- STATED TASK -
Render the lines from the first one up to and including the line with "column 391, row 274" as a Markdown table with two columns, Num for the row number and Text for the line, leaving out any blank lines.

- THE RECORDS -
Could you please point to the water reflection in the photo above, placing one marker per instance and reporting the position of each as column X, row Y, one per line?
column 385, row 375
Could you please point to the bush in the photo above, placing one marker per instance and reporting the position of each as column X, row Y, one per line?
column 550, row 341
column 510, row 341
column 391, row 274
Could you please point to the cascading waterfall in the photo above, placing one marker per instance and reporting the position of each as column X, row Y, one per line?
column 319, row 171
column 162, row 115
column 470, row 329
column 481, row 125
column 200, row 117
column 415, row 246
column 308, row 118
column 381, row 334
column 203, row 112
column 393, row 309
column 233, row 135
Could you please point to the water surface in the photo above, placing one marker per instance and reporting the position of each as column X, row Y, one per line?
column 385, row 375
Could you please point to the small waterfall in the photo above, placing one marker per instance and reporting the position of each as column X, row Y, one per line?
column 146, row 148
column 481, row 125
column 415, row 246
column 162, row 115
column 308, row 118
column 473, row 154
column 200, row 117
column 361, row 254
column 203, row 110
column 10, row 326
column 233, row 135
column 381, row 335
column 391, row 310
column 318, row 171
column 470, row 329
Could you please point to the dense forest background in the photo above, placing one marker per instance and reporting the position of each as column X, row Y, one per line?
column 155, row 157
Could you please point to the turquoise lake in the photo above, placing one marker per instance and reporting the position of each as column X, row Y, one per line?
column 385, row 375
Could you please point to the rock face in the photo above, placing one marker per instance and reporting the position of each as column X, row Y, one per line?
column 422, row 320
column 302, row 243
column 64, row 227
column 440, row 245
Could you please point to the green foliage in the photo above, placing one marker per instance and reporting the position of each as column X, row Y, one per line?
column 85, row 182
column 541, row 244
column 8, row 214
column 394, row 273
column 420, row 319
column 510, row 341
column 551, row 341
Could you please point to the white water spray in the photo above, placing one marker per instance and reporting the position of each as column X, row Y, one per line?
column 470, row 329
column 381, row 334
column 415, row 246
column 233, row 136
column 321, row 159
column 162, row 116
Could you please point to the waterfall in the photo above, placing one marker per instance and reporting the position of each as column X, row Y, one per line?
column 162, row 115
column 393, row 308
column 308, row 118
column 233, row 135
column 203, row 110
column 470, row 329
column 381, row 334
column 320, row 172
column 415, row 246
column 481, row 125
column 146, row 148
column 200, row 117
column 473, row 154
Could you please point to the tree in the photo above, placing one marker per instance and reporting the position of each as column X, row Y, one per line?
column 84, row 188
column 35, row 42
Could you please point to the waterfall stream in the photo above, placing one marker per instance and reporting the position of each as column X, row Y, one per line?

- FULL SOLUTION -
| Num | Text |
|---|---|
| 1 | Could you please point to the water reflection in the photo above, placing one marker per instance and reporting the position of each as column X, row Y, one per line? |
| 2 | column 385, row 375 |
| 3 | Could you please point to the bush in the photo above, placing one marker per instance and reporting the position of each as column X, row Y, one per line? |
| 4 | column 550, row 341 |
| 5 | column 510, row 341 |
| 6 | column 391, row 274 |